- WORK TO BE COMPLETED:
From the entries below, reproduce exactly the line containing "A teaching note to the class: indicate the blurred", the line containing "A teaching note to the class: indicate the butterfly hindwing", and every line in between, with nothing added.

** Opening EXTRACTED RECORDS block **

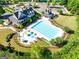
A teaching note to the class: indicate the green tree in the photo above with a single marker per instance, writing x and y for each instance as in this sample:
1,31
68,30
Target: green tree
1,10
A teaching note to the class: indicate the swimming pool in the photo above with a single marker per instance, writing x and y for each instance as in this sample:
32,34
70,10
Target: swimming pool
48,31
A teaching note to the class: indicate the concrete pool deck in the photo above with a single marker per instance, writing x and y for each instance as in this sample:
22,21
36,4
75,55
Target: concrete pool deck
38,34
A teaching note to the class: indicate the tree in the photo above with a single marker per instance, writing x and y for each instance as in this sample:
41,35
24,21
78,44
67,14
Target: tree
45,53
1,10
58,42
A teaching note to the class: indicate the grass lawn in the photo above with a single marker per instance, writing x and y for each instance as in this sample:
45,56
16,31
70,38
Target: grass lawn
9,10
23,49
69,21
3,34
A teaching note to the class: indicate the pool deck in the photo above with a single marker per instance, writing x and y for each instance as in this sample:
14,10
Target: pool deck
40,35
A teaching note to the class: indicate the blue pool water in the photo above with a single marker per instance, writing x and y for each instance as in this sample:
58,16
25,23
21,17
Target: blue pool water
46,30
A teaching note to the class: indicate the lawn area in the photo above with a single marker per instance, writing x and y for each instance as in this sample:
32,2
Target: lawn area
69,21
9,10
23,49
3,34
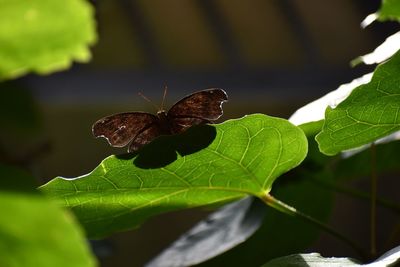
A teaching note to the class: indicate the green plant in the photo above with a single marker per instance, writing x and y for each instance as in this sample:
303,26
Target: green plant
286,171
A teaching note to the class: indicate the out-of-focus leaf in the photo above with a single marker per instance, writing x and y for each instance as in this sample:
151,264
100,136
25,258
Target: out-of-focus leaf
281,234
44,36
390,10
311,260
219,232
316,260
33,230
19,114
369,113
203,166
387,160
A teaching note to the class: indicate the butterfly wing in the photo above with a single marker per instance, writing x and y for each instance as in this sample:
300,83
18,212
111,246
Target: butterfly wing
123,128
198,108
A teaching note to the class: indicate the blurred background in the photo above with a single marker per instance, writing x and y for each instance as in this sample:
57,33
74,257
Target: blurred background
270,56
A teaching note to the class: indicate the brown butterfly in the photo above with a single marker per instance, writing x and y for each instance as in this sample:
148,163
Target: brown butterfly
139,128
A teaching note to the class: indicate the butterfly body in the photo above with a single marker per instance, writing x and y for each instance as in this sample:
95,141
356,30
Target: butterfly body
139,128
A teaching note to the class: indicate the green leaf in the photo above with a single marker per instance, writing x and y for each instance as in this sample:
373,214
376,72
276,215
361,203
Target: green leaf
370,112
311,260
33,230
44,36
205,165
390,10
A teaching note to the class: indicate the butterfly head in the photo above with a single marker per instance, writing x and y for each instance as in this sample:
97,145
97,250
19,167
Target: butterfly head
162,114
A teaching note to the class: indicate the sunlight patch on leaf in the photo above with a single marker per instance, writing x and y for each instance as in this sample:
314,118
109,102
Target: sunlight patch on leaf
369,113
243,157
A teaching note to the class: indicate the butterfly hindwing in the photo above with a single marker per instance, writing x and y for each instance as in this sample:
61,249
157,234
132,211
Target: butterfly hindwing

** Closing EXTRACTED RECORDS block **

- COMPLETED TASK:
A teaching note to the class: indicate the blurred background in the photo above with a single marker per instance, writing x and y for each instance as in this sample:
57,33
74,257
Target: blurred background
270,56
A teaching note to the class: indicate the brown butterfly in the photo above with a single marker per instance, writing x and y for each instance as in this sample:
148,163
Target: brown butterfly
139,128
A teaching note to the class: indicate the butterfly body in the photo above with a single marker per instance, writing x and y for each instance as in this sample:
95,141
356,30
Target: butterfly body
139,128
A teaching note to the class: indicate the green leaf in the photo above with a single marker per instance, writing x and y for each instance as in this sample:
373,214
376,72
276,215
361,203
Target: green leaf
370,112
311,260
33,230
44,36
205,165
390,10
A teaching note to the class: indicate the butterfly head in the photo above with a single marker per instance, writing x and y for each instance as in this sample:
97,145
97,250
19,167
Target: butterfly head
162,114
A teaching note to the class: indicate the sunlight patch on leaf in the photo above with a single marker per instance, writing x and y for each instance as in this sample:
314,118
109,102
Target: sunlight patch on leaf
369,113
243,157
A teaching note to the class: indicate the butterfly hindwing in the photo above with a single marker per instance, writing x and y for each instance as in this sample:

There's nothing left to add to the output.